BenchmarkXPRT Blog banner

Category: Benchmarking computing devices

Best practices in benchmarking

From time to time, a tester writes to ask for help determining why they see different WebXPRT scores on two systems that have the same hardware configuration. The scores sometimes differ by a significant percentage. This can happen for many reasons, including different software stacks, but score variability can also result from different testing behavior and environments. While a small amount of variability is normal, these types of questions provide an opportunity to talk about the basic benchmarking practices we follow in the XPRT lab to produce the most consistent and reliable scores.

Below, we list a few basic best practices you might find useful in your testing. Most of them relate to evaluating browser performance with WebXPRT, but several of these practices apply to other benchmarks as well.

  • Test with clean images: We typically use an out-of-box (OOB) method for testing new devices in the XPRT lab. OOB testing means that other than running the initial OS and browser version updates that users are likely to run after first turning on the device, we change as little as possible before testing. We want to assess the performance that buyers are likely to see when they first purchase the device, before installing additional apps and utilities. This is the best way to provide an accurate assessment of the performance retail buyers will experience. While OOB is not appropriate for certain types of testing, the key is to not test a device that’s bogged down with programs that will influence results.
  • Turn off automatic updates: We do our best to eliminate or minimize app and system updates after initial setup. Some vendors are making it more difficult to turn off updates completely, but you should always double-check update settings before testing.
  • Get a baseline for system processes: Depending on the system and the OS, a significant amount of system-level activity can be going on in the background after you turn it on. As much as possible, we like to wait for a stable (idle) baseline of system activity before kicking off a test. If we start testing immediately after booting the system, we often see higher variance in the first run before the scores start to tighten up.
  • Hardware is not the only important factor: Most people know that different browsers produce different performance scores on the same system. However, testers aren’t always aware of shifts in performance between different versions of the same browser. While most updates don’t have a large impact on performance, a few updates have increased (or even decreased) browser performance by a significant amount. For this reason, it’s always worthwhile to record and disclose the extended browser version number for each test run. The same principle applies to any other relevant software.
  • Use more than one data point: Because of natural variance, our standard practice in the XPRT lab is to publish a score that represents the median from three to five runs, if not more. If you run a benchmark only once, and the score differs significantly from other published scores, your result could be an outlier that you would not see again under stable testing conditions.

We hope these tips will help make your testing more accurate. If you have any questions about the XPRTs, or about benchmarking in general, feel free to ask!

Justin

Understanding concurrent instances in AIXPRT

Over the past few weeks, we’ve discussed several of the key configuration variables in AIXPRT, such as batch size and level of precision. Today, we’re discussing another key variable: number of concurrent instances. In the context of machine learning inference, this refers to how many instances of the network model (ResNet-50, SSD-MobileNet, etc.) the benchmark runs simultaneously.

By default, the toolkits in AIXPRT run one instance at a time and distribute the compute load according to the characteristics of the CPU or GPU under test, as well as any relevant optimizations or accelerators in the toolkit’s reference library. By setting the number of concurrent instances to a number greater than one, a tester can use multiple CPUs or GPUs to run multiple instances of a model at the same time, usually to increase throughput.

Source data:
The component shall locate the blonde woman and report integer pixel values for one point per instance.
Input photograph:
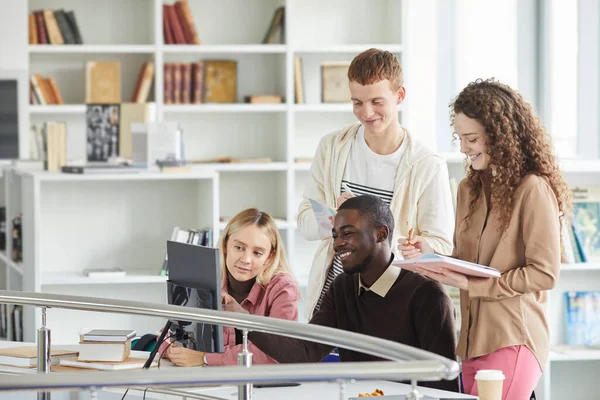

The tasks:
• 1. Condense the paragraph of the benchmarking blog post that begins "From time to time, a tester writes" into two or three sentences, keeping its main facts.
• 2. Reproduce the stretch of the benchmarking blog post from "Category: Benchmarking computing" through "and reliable scores.", without changing a word.

Results of the tasks:
• 1. Testers sometimes ask why two systems with the same hardware give WebXPRT scores that differ, at times by a significant percentage. Such gaps can come from different software stacks, testing behavior or environments, though a small amount of variability is normal. These questions prompt a look at the basic practices the XPRT lab follows to get the most consistent and reliable scores.

• 2.
Category: Benchmarking computing devices

Best practices in benchmarking

From time to time, a tester writes to ask for help determining why they see different WebXPRT scores on two systems that have the same hardware configuration. The scores sometimes differ by a significant percentage. This can happen for many reasons, including different software stacks, but score variability can also result from different testing behavior and environments. While a small amount of variability is normal, these types of questions provide an opportunity to talk about the basic benchmarking practices we follow in the XPRT lab to produce the most consistent and reliable scores.